[start RECORDED DATA]

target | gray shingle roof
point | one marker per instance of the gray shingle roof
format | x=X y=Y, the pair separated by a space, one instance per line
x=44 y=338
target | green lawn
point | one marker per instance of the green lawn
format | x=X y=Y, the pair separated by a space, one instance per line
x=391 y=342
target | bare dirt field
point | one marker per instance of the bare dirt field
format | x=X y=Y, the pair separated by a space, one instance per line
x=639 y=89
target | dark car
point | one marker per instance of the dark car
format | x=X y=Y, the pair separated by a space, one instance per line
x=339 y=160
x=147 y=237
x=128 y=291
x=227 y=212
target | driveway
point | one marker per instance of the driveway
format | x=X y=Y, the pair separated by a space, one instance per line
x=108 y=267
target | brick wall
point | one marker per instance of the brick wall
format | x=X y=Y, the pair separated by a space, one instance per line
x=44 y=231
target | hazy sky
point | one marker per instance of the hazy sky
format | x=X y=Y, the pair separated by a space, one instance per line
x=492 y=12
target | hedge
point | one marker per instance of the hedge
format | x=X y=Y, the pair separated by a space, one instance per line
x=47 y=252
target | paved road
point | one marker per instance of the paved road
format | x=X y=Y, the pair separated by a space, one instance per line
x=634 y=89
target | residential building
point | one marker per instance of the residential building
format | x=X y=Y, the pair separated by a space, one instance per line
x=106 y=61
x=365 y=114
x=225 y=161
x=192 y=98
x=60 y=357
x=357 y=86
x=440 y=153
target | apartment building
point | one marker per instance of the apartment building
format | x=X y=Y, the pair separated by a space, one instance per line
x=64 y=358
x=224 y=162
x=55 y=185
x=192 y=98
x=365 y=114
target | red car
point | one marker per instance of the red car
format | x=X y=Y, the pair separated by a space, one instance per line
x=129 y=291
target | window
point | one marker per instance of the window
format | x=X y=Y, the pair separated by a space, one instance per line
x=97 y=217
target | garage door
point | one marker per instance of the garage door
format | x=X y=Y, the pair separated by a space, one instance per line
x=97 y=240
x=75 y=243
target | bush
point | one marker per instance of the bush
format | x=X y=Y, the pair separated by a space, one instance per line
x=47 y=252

[end RECORDED DATA]

*WHAT YOU WILL DO:* Render each line of the material above as a JSON list of strings, with one string per line and any blank lines omitted.

*SOLUTION FOR THIS EXERCISE:*
[
  "target | gray shingle roof",
  "point | one marker per instance of the gray shingle roof",
  "format | x=X y=Y, the pair separated by a space, one instance per line",
  "x=44 y=338",
  "target | green lawn",
  "point | one marker per instance of the green lawn",
  "format | x=X y=Y, the pair separated by a space, one instance per line",
  "x=391 y=342",
  "target | bare dirt field",
  "point | one marker per instance of the bare dirt field",
  "format | x=X y=Y, the pair separated by a space, one instance per line",
  "x=639 y=89",
  "target | dark car",
  "point | one marker per instance of the dark car",
  "format | x=X y=Y, the pair separated by a space, one instance per line",
  "x=339 y=160",
  "x=147 y=237",
  "x=128 y=291",
  "x=227 y=212",
  "target | driveway",
  "point | one marker per instance of the driveway",
  "format | x=X y=Y, the pair separated by a space, one instance per line",
  "x=108 y=267",
  "target | brick wall",
  "point | one marker per instance of the brick wall",
  "format | x=X y=Y, the pair separated by a space, one instance per line",
  "x=44 y=231",
  "target | hazy sky",
  "point | one marker per instance of the hazy sky",
  "format | x=X y=Y, the pair separated by a space, one instance per line",
  "x=492 y=12",
  "target | hedge",
  "point | one marker per instance of the hedge",
  "format | x=X y=Y, the pair separated by a space, one instance per line",
  "x=47 y=252",
  "target | paved road",
  "point | one marker per instance of the paved road",
  "format | x=X y=Y, the pair separated by a space, one instance per line",
  "x=634 y=89",
  "target | residential building",
  "point | one marker per instance of the residential building",
  "format | x=X y=Y, the pair separated by a space, one instance per line",
  "x=106 y=61",
  "x=365 y=114",
  "x=225 y=161",
  "x=192 y=98",
  "x=60 y=357",
  "x=357 y=86",
  "x=440 y=153",
  "target | apartment building",
  "point | one marker per instance of the apartment building",
  "format | x=X y=Y, the pair separated by a space, one instance per line",
  "x=64 y=358",
  "x=224 y=162",
  "x=55 y=185",
  "x=192 y=98",
  "x=365 y=114",
  "target | red car",
  "point | one marker per instance of the red car",
  "format | x=X y=Y, the pair separated by a space, one instance per line",
  "x=129 y=291",
  "target | window",
  "point | one marker per instance of the window",
  "format | x=X y=Y, the pair separated by a space, one instance per line",
  "x=97 y=217",
  "target | garage door",
  "point | one marker per instance of the garage door",
  "format | x=X y=Y, the pair separated by a space, one instance per line",
  "x=97 y=240",
  "x=75 y=243",
  "target | bush",
  "point | one marker per instance of the bush",
  "format | x=X y=Y, the pair separated by a space, one instance per line",
  "x=47 y=252"
]